SOURCE TEXT:

Bolsonaro’s foe in virus approach eyes Brazil presidency

President of the Brazilian Social Democracy Party Bruno Araujo (left), Sao Paulo Governor and elected presidential candidate for the party for next year's elections Joao Doria (centre) and Rio Grande do Sul Governor Eduardo Leite (right) gesture after announcing the result of the election that chose the presidential candidate for the party in Brasilia, on Nov 27, 2021. (EVARISTO SA / AFP)

The governor of Brazil’s richest and most populous state was picked by the Brazilian Social Democracy Party as its candidate for next year’s election challenging President Jair Bolsonaro.

Joao Doria, governor of Sao Paulo, was declared the winner of Saturday’s primaries for the party known as PSDB, according to Bruno Araujo, who heads the group seeking to reemerge as a competitive alternative to the right-left polarization in Brazilian politics. 

Sao Paulo Governor Joao Doria, 63, achieved national prominence by leading efforts to procure vaccines against the coronavirus while President Jair Bolsonaro questioned their efficacy and safety

Technological problems with a voting app delayed the process by a week. Doria defeated Eduardo Leite, the governor of Rio Grande do Sul.

Doria, 63, achieved national prominence by leading efforts to procure vaccines against the coronavirus while Bolsonaro questioned their efficacy and safety. Under Doria’s watch, the state of Sao Paulo closed a deal with China’s Sinovac to bring the first COVID-19 shots into the country. 

Doria, elected in 2018 as part of the same anti-left wave that swept Bolsonaro into power, later parted ways with the president to become a strident voice against the federal government’s erratic approach to the pandemic.

Extracted records:

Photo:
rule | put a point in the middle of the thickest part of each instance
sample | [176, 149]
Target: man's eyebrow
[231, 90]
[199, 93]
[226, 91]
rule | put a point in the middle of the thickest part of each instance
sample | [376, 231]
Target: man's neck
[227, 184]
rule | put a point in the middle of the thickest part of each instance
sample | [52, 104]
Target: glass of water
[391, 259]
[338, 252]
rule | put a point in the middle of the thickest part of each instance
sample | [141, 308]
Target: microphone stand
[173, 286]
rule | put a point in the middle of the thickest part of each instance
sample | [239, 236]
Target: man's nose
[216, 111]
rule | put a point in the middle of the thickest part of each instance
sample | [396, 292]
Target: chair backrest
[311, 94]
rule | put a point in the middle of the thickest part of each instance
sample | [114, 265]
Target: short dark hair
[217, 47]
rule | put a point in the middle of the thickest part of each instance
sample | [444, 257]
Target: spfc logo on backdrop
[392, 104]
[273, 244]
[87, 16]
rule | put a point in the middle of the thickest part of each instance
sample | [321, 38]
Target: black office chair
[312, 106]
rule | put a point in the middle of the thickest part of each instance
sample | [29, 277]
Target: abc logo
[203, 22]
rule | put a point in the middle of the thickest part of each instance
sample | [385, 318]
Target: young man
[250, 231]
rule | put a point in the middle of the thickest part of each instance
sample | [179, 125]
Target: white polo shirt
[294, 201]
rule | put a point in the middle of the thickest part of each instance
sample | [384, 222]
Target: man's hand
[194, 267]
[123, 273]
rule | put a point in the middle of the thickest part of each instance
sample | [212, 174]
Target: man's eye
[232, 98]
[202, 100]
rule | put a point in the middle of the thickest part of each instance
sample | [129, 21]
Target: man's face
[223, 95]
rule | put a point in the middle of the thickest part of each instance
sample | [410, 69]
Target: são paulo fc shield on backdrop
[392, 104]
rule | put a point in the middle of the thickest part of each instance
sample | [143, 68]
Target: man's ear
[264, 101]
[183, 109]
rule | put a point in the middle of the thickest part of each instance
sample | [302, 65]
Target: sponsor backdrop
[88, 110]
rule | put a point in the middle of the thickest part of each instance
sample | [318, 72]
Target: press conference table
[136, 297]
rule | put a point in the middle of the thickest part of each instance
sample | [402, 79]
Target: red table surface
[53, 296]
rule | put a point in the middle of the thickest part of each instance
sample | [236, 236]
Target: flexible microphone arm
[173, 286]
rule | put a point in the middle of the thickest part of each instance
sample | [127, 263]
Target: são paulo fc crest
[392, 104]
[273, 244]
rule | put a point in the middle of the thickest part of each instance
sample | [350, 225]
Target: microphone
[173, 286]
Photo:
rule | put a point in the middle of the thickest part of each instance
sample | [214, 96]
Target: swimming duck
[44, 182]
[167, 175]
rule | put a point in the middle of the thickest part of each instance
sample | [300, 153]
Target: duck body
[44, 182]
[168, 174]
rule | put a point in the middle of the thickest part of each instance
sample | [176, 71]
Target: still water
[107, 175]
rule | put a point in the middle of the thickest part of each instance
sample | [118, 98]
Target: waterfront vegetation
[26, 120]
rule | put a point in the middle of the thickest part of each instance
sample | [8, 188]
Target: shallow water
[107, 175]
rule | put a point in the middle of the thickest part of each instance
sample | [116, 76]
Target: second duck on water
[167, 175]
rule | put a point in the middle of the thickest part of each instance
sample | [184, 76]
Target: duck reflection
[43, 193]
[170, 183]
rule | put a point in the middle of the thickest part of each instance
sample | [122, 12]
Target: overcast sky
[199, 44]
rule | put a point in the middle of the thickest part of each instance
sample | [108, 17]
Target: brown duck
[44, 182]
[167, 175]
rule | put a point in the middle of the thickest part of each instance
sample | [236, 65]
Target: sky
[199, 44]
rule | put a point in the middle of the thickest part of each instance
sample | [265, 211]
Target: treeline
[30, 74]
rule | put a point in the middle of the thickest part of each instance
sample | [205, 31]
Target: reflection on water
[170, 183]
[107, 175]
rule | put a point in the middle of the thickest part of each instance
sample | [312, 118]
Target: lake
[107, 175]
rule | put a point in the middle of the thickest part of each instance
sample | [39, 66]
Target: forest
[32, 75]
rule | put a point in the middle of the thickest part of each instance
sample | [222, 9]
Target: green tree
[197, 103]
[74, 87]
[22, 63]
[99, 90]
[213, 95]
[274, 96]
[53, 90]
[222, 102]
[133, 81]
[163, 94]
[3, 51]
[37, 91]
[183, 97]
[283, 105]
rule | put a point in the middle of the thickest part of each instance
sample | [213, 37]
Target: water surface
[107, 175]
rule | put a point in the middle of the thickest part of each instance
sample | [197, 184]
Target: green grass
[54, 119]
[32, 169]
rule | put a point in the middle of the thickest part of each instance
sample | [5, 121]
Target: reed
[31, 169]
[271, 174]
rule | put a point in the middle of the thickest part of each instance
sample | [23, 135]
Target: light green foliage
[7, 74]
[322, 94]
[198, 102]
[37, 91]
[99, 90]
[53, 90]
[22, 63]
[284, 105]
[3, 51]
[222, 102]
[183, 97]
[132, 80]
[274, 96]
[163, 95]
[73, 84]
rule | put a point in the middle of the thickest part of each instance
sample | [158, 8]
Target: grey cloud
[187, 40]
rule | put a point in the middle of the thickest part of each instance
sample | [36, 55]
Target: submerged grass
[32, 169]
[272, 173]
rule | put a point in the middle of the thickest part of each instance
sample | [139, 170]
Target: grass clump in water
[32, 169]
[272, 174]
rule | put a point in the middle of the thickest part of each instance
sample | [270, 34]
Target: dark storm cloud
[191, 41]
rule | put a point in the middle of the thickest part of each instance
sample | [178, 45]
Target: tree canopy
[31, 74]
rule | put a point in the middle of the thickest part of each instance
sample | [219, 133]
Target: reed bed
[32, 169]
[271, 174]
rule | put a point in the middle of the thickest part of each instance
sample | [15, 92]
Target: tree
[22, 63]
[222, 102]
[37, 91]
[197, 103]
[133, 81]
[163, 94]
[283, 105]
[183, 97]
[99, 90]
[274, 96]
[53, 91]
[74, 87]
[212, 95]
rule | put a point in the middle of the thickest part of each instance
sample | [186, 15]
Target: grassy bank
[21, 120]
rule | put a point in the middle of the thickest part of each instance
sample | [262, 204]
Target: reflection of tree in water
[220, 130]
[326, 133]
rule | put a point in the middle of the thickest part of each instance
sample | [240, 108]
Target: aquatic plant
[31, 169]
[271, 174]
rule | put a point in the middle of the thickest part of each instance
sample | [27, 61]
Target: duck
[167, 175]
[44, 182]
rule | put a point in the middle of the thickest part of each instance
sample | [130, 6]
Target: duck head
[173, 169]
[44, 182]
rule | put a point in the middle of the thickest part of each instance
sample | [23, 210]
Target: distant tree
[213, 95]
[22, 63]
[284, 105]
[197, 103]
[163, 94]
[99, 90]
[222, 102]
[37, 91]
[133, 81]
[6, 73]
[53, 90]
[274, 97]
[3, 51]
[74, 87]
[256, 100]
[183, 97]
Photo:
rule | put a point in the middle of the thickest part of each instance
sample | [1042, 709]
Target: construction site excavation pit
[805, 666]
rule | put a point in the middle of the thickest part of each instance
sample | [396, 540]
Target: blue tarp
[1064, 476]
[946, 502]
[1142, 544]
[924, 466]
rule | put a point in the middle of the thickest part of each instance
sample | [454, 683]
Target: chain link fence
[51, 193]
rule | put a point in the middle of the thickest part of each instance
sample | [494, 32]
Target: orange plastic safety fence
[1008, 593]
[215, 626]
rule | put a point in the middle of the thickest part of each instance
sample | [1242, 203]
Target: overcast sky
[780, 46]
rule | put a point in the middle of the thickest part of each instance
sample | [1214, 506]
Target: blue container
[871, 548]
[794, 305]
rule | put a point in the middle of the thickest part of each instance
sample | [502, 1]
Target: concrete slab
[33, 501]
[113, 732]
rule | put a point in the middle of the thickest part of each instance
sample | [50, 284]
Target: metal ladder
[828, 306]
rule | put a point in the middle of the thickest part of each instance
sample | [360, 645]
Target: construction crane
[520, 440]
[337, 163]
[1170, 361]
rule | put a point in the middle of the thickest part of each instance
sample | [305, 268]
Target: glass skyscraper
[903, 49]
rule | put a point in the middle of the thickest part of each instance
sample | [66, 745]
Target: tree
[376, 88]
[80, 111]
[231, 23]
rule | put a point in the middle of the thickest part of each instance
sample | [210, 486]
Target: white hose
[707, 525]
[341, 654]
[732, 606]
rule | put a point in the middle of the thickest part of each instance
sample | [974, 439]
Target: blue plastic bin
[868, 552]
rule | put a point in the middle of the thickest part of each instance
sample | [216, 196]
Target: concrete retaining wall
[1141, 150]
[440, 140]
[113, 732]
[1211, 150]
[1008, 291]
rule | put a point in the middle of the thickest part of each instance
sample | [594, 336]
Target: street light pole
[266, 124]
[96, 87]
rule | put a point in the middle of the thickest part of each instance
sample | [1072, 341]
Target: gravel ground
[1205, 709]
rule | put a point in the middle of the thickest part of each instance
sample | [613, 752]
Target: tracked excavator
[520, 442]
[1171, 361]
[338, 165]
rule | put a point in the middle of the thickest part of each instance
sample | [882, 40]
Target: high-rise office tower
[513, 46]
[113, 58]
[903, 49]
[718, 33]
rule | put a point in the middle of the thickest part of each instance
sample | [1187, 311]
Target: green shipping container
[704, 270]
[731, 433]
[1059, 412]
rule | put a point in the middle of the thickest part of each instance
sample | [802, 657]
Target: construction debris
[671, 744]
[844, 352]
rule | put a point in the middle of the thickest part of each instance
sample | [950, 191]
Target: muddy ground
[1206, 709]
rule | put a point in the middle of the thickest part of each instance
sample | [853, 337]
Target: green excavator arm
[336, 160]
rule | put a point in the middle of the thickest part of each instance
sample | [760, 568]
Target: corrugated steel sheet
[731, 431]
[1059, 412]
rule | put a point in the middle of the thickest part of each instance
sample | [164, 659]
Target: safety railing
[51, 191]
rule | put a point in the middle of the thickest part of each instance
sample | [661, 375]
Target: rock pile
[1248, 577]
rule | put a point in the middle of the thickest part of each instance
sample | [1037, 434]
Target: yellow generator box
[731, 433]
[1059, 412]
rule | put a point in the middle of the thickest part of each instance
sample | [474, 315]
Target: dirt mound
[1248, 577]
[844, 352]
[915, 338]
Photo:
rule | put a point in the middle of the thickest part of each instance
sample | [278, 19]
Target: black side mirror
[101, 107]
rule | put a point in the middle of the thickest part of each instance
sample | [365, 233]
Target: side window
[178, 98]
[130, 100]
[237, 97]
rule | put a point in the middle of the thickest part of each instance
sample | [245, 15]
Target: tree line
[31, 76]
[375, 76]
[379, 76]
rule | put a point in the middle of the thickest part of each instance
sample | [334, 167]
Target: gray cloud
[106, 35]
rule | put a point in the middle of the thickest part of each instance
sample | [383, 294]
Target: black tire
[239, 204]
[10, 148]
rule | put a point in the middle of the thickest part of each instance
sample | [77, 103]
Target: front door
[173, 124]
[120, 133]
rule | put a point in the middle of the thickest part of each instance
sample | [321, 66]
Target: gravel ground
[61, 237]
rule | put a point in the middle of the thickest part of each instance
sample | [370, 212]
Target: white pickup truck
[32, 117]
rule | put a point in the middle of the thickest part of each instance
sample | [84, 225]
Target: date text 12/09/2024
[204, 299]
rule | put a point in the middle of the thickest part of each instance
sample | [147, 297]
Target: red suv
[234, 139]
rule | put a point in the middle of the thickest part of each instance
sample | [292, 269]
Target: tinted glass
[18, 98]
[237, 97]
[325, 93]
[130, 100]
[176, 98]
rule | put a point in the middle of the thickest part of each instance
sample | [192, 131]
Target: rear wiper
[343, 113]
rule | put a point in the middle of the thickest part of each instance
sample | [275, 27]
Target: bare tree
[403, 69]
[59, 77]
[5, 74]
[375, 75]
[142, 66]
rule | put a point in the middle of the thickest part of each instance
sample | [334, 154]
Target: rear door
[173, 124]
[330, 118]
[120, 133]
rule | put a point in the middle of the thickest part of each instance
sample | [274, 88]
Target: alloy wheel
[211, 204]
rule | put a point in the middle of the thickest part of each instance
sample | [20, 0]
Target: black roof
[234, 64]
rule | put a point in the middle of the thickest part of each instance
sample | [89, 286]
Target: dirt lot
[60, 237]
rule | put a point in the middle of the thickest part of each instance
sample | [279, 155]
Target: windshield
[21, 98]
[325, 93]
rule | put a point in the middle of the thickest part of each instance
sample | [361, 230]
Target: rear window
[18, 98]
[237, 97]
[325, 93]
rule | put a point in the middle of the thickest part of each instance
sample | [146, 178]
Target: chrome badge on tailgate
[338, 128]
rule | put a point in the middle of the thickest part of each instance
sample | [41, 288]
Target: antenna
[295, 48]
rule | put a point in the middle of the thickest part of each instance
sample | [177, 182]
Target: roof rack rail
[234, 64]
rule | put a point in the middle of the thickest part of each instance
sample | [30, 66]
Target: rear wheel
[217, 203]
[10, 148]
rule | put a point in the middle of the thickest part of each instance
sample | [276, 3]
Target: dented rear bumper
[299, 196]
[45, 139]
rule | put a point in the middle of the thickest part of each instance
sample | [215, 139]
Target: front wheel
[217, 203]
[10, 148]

ACTIVITY: Continue the news article on Joao Doria's bid for Brazil's presidency from where it stops.

REPLY:
“Bolsonaro sold a dream and delivered a nightmare,” Doria said in his victory speech Saturday, citing the nation’s rising unemployment, lower income, as well as increasing conflicts and violence against the press.  

Yet Doria’s actions during the pandemic, including his government’s restrictions to commerce and social gatherings, didn’t help his approval rating: 53 percent of the participants of the latest Ipespe poll said they wouldn’t vote for him in any circumstance, a margin just narrower than Bolsonaro. 

Winning the PSDB primaries is just the first step of becoming a viable third-party candidate to take on Luiz Inacio Lula da Silva, a former Brazilian president and the front-runner in all opinion polls. Bolsonaro comes in second. 

The fight for a spot in the presidential runoff became even more challenging after former judge Sergio Moro joined a political party and informally threw his hat into the ring. 

The PSDB, which ruled the country between 1995 and 2002 under former President Fernando Henrique Cardoso, has been losing influence in Brazil’s politics as voters flocked to more polarizing political figures in recent elections.